## ОТРЫВОК ДЛЯ ЧТЕНИЯ
==========

Ситуации, при которых две великие державы противостоят друг другу в ритуальной борьбе за господство, как во времена холодной войны, видятся более стабильными, чем нынешняя, в которой множество второстепенных игроков, а главный игрок все еще не Левиафан [24]. В Европе до XX в., когда одно государство становилось слишком могущественным, другие часто заключали союзы, чтобы восстановить баланс сил. Но есть и противоположная тенденция: слабые страны могут искать благосклонности у возвышающейся державы, как, например, многие страны третьего мира искали близости с Советским Союзом в период его наивысшего могущества в 1960–1970-х гг. Так происходит и сейчас, когда бывшие коммунистические и развивающиеся страны пытаются копировать американскую модель демократического капитализма. Но мы не должны забывать, что столь позитивное развитие основывается на нашей роли вождя. Румыния и Болгария копировали фашизм, когда нацистская Германия была на подъеме. Теперь, когда на подъеме Америка, они копируют нашу демократию. Если военная мощь США ослабнет, если мы не сможем отвечать на растущие угрозы со стороны воинов – наши политические ценности потускнеют по всему миру.
Бернард Нокс пишет, что, согласно древним грекам, прошлое и настоящее, поскольку они видимы, находятся «перед нами», а будущее, «невидимое, позади нас» [25]. Будущие войны уже позади нас, в античных временах. Так же, мы увидим, как и будущее мирового правительства.
Глава 10
Сражающиеся царства Китая и глобальная система управления
После падения Берлинской стены в 1989 г. появился целый ряд гипотез относительно будущей глобальной политики. В основе оптимистических гипотез лежит предположение, что процветающие и рационально мыслящие элиты достаточно сильны, чтобы повести мир к большей демократии, соблюдению прав человека и экономической интеграции. Пессимистические гипотезы, предвидящие возникновение недееспособных демократий, культурных конфликтов и анархии, обращают внимание на слабость этих элит и в особенности на их неспособность контролировать массу своевольных и иррационально действующих личностей, зачастую озлобленных экономической отсталостью своих стран.
Теории социального развития тяготеют к линейности. Они описывают ряд событий и процессов, ведущих к некоему определенному результату. Но для мира характерна одновременность: множество различных событий и процессов, происходящих в одно и то же время, ведущих к различным результатам. Таким образом, социальная теория в лучшем случае – полезная ошибка. Вместо того чтобы доказывать свою правоту, она предлагает нам новый взгляд на события, помогая увидеть привычное в непривычном свете. Поскольку все гипотезы – оптимистические и пессимистические – улавливают некий важный тренд мира, одновременно движущегося в разных направлениях, их можно объединить в сложную глобальную картину, которая при всей ее сложности и противоречивости имеет конкретную тему. Пример подобной сложной и противоречивой картины мира, до сих пор не утратившей значения, можно найти в восьмой книге «Пелопоннесской войны».

==========

## ИСХОДНЫЕ СТРОКИ
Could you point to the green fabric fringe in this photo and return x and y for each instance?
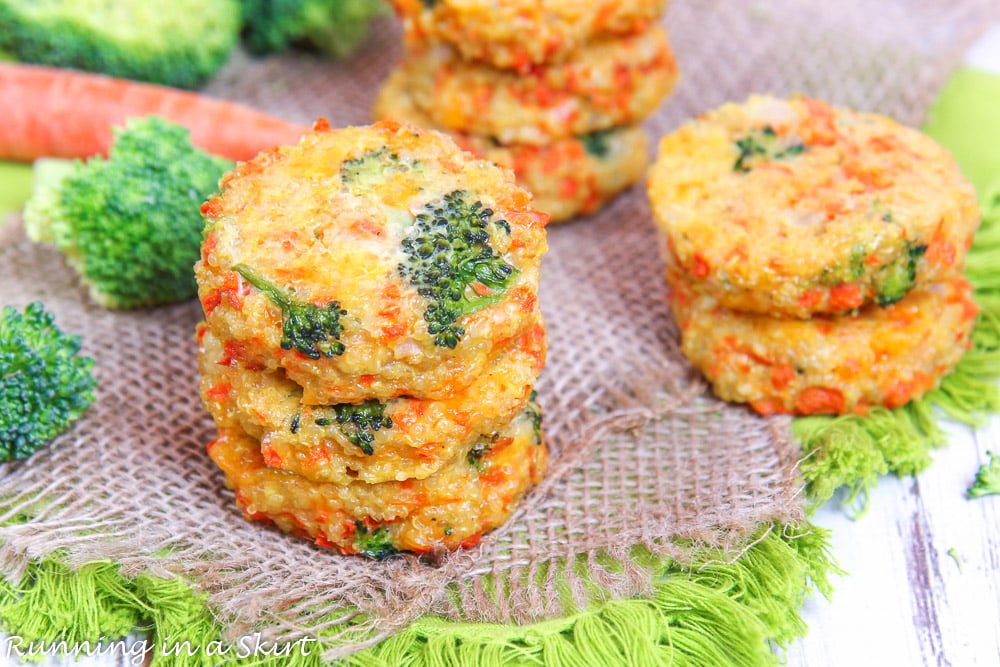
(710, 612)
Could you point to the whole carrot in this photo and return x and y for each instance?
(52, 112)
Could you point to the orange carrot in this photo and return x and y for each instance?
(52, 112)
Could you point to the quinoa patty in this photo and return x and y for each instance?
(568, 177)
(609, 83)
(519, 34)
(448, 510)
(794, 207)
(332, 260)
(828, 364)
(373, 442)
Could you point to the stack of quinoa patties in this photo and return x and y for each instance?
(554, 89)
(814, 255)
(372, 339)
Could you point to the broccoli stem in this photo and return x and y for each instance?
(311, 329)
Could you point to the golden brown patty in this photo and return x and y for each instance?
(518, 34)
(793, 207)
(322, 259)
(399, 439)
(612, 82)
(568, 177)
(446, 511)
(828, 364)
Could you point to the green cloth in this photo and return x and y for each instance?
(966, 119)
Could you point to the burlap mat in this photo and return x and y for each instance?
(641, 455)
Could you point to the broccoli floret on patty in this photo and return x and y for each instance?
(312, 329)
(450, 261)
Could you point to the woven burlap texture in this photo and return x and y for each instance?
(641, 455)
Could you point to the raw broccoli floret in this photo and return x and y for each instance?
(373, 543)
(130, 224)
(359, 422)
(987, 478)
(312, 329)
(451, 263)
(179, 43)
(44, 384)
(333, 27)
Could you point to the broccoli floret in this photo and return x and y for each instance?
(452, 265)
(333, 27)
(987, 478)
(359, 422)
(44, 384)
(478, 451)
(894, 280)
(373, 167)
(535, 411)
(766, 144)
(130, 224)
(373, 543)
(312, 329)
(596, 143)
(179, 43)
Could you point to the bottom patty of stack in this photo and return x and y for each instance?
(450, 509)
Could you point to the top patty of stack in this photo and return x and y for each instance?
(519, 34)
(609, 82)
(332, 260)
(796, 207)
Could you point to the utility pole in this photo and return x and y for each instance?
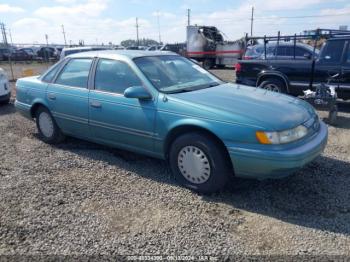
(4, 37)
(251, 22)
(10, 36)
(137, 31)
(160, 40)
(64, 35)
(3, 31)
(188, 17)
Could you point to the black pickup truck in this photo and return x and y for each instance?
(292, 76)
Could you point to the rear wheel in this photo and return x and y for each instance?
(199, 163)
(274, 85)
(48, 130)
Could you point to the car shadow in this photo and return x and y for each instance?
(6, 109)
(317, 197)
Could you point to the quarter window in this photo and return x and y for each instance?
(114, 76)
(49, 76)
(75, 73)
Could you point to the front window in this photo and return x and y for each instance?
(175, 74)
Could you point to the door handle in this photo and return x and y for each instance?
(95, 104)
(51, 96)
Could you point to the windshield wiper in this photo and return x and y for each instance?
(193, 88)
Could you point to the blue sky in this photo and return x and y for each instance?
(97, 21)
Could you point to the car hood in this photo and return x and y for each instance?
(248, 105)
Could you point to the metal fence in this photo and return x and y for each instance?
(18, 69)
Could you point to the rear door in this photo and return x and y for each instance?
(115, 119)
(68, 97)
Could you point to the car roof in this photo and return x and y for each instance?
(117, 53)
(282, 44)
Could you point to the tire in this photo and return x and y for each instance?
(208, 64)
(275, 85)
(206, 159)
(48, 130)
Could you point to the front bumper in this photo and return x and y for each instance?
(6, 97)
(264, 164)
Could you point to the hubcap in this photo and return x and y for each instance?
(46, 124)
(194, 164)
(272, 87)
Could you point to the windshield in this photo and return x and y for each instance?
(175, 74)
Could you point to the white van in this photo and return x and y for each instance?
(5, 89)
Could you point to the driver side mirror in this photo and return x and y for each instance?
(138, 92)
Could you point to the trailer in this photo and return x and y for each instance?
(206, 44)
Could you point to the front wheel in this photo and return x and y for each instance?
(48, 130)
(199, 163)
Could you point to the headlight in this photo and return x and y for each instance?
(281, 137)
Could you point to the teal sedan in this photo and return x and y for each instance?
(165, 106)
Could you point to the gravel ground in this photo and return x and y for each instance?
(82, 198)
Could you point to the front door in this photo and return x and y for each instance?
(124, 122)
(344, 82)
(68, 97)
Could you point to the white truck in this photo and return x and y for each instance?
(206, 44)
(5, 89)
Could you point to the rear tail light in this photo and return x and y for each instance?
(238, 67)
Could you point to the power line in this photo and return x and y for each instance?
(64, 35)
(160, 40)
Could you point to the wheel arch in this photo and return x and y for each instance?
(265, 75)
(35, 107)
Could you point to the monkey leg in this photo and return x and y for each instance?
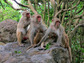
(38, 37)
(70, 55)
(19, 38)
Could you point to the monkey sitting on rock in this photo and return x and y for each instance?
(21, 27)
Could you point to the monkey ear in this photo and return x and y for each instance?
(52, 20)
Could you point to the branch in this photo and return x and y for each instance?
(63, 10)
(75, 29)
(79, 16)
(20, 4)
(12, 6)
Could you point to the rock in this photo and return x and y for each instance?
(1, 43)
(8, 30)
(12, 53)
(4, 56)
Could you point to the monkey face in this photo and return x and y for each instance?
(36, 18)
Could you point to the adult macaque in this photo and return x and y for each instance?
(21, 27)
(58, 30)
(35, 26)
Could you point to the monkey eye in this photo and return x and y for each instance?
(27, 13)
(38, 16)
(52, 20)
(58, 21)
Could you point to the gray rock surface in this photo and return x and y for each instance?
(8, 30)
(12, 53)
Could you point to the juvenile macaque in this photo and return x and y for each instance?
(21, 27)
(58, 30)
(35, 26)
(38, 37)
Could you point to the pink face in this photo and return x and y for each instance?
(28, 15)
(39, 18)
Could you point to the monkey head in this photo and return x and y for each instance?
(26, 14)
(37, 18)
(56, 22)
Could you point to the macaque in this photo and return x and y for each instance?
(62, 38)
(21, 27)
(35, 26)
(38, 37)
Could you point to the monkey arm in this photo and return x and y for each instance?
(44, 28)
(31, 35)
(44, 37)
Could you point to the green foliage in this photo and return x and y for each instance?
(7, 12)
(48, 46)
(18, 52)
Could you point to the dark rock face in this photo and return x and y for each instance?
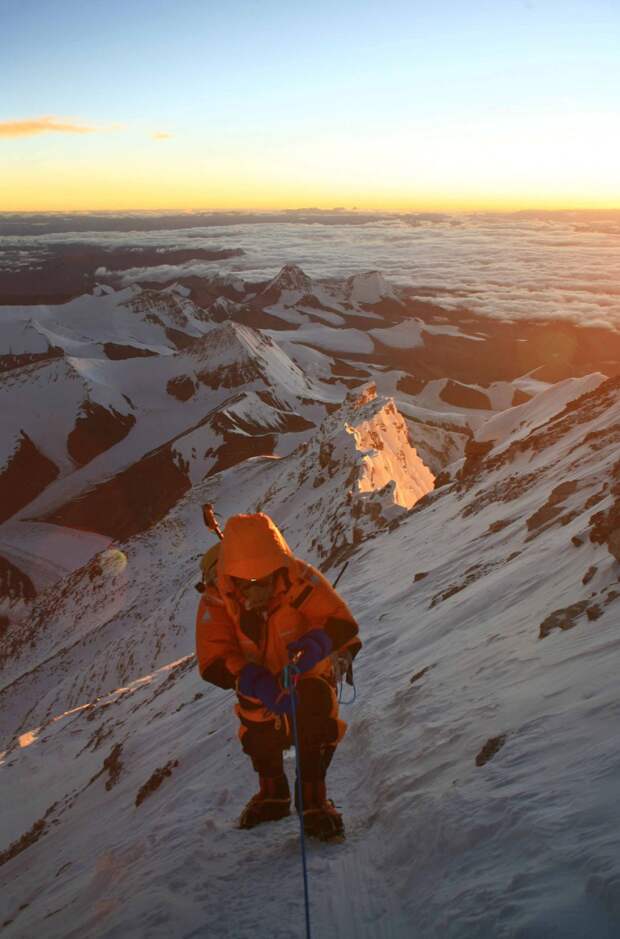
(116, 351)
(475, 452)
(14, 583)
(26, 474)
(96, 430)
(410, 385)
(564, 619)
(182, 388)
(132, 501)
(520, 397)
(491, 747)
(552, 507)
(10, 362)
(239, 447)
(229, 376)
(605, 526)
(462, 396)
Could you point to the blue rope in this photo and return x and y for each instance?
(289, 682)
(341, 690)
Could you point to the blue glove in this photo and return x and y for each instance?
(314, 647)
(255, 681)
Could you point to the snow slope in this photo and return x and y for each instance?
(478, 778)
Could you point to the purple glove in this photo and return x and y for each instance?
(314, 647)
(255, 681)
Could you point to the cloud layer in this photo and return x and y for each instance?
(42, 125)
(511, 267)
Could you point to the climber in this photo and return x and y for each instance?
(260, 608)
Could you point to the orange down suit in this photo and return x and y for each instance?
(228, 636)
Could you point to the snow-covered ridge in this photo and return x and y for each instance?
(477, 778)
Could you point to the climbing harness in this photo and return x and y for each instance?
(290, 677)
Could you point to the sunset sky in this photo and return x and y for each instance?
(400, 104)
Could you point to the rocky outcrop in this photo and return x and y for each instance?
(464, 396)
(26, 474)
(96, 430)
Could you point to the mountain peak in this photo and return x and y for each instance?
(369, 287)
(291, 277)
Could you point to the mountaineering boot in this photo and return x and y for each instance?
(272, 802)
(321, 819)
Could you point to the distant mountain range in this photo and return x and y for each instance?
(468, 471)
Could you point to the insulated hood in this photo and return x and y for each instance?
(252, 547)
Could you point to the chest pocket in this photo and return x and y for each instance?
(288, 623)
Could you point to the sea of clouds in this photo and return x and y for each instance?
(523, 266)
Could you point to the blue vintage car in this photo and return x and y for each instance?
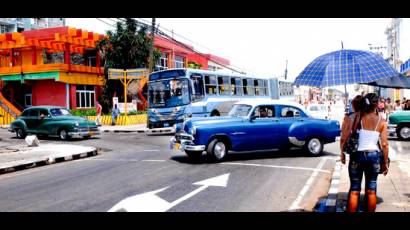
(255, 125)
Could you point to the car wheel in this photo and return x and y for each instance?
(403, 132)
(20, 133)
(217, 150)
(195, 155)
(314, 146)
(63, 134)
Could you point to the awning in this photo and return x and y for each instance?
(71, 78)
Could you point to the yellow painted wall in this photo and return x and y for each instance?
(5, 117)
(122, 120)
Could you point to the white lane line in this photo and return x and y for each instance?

==========

## ЧТО НУЖНО СДЕЛАТЬ
1 > Какие страны, согласно отрывку, копировали фашизм, когда нацистская Германия была на подъеме?
2 > Переведите на английский язык предложение из отрывка: «Теории социального развития тяготеют к линейности».
Строки никак не связаны с отрывком.

## ПИСЬМЕННЫЕ ОТВЕТЫ
1 > Румыния и Болгария.

2 > Theories of social development tend toward linearity.